-------- Document excerpt

Why OB/Gyns Say It’s so Important to Get a Flu Shot When You’re Pregnant

Photo: Getty Images/Artem Varnitsin and EyeEm
With flu season now in full swing, the Centers for Disease Control and Prevention (CDC) reports that about 65 percent of women who are pregnant haven't received the influenza vaccine this year. The nation's health protection agency recommends flu shots during any trimester of pregnancy to safeguard the health of both mother and unborn child. Getting a flu shot when pregnant is in fact the safest choice. “I want to reinforce that all expectant mothers should be up-to-date with recommended vaccinations as part of their routine prenatal care," says CDC director Robert Redfield, MD.

Women who are pregnant arguably need the flu shot more than anyone else, says Kecia Gaither, MD, a double board-certified OB/GYN. "In a pregnant woman, the immune system downgrades, and changes to lung function predispose them to getting the flu," she says. "But when mothers receive the flu shot, they pass some of that immunity to the baby via the placenta, thus helping to provide immunity to the baby for the first few months of life."

The CDC's case for vaccination is compelling. Pregnant women are more than twice as likely to be hospitalized if they contract the flu during pregnancy as compared to women who are not pregnant. "Since 2010, among women ages 15 to 44 years who were hospitalized for influenza, 24 percent to 34 percent of them were pregnant—even though only approximately 9 percent of U.S. women in this age group are pregnant at any given time each year," says the CDC.

Infants can't receive the flu vaccine until they're about 6 months old. Therefore, getting it done (along with other vaccinations!) before the baby arrives is really the best defense.

----------------
-------- Provided records

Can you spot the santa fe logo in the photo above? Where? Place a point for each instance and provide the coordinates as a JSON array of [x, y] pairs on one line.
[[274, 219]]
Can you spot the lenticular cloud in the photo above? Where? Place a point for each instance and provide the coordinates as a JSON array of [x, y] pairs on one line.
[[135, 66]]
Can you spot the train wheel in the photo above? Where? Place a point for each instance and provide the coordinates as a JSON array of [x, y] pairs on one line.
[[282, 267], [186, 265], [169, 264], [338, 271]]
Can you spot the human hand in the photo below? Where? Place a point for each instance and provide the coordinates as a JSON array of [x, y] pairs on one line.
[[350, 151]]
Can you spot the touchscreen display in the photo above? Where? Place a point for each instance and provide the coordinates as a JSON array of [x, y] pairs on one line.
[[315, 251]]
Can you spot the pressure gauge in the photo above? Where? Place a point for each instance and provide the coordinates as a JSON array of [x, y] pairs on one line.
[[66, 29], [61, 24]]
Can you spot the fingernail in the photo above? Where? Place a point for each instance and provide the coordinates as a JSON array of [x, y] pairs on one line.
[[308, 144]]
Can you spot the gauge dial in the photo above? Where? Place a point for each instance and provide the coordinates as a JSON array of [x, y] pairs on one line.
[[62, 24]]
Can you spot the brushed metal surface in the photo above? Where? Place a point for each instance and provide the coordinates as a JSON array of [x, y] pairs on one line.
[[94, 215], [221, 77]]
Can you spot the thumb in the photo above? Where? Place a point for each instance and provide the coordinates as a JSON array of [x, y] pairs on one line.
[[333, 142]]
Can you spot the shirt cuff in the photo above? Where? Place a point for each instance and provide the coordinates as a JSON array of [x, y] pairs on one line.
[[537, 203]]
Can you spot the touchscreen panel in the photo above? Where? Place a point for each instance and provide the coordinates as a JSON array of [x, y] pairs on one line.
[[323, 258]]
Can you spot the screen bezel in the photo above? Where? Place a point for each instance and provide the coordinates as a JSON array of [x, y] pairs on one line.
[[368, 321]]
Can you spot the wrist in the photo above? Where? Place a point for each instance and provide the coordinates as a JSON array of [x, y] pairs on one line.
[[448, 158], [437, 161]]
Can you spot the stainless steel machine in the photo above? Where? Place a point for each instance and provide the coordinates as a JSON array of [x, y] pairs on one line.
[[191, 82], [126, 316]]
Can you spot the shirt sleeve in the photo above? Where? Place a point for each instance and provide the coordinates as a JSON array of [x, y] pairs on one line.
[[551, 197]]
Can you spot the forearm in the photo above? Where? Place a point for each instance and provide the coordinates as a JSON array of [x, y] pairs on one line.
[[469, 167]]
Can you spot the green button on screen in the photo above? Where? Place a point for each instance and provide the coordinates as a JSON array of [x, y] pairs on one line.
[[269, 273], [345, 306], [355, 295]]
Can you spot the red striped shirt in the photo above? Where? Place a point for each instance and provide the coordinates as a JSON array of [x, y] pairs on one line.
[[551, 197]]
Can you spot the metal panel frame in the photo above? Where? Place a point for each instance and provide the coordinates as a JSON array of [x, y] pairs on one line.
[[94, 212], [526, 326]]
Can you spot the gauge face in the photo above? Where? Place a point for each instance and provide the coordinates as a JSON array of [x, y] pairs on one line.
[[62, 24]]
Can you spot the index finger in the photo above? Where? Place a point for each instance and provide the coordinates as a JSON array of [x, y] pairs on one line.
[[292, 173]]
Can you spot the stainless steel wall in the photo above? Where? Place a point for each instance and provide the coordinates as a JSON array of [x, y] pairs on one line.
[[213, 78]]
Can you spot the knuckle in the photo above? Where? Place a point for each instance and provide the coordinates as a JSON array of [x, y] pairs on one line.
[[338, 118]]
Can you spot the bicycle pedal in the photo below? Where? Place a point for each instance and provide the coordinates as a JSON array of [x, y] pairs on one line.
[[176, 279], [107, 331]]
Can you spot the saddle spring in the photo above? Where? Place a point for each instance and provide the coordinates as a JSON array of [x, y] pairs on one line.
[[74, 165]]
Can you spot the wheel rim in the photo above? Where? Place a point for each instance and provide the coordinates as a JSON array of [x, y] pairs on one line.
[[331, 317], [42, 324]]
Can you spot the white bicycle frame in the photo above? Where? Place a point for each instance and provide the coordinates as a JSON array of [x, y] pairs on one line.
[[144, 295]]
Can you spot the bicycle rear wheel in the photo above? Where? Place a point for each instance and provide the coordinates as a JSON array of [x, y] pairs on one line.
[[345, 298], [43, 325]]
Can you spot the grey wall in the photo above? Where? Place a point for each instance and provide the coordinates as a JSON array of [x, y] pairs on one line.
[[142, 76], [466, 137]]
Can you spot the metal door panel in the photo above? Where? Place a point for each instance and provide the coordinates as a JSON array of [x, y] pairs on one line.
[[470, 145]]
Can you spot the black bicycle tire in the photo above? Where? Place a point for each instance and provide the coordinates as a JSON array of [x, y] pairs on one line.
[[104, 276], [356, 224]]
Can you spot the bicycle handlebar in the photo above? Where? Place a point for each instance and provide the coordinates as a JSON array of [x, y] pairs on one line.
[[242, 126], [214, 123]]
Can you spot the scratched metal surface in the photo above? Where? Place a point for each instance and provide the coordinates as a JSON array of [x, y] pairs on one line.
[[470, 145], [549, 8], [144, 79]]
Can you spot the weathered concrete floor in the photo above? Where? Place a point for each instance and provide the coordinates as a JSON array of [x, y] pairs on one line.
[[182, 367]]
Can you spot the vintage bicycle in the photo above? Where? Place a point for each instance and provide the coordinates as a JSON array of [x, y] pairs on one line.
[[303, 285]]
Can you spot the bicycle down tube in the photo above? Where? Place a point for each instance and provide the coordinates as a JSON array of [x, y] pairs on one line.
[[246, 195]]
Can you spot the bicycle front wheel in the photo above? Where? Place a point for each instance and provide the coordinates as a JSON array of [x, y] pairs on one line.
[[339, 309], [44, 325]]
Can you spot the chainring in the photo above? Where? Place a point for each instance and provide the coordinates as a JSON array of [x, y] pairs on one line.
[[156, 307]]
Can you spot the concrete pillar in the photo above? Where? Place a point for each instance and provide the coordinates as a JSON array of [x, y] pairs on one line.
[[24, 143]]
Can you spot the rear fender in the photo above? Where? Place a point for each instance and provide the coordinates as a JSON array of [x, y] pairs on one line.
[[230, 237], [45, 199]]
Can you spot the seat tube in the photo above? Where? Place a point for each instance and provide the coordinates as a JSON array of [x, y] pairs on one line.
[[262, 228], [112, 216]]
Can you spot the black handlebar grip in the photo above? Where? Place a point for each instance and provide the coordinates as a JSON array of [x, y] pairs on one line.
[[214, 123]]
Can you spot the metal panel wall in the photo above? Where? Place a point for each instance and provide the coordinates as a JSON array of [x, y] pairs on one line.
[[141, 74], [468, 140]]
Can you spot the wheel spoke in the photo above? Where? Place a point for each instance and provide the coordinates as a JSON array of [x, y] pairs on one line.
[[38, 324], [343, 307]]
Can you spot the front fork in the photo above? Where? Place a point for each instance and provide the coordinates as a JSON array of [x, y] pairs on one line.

----------------

What is expected
Rewrite the paragraph of the flu shot article that begins "Women who are pregnant arguably need" as a short bulleted list that keeps its main facts. The point localization data above is not needed here.

Reply
- Kecia Gaither, MD, a double board-certified OB/GYN, says pregnant women arguably need the flu shot more than anyone else.
- During pregnancy the immune system downgrades, and changes to lung function make women prone to the flu.
- Vaccinated mothers pass some immunity to the baby through the placenta, helping protect it for the first few months of life.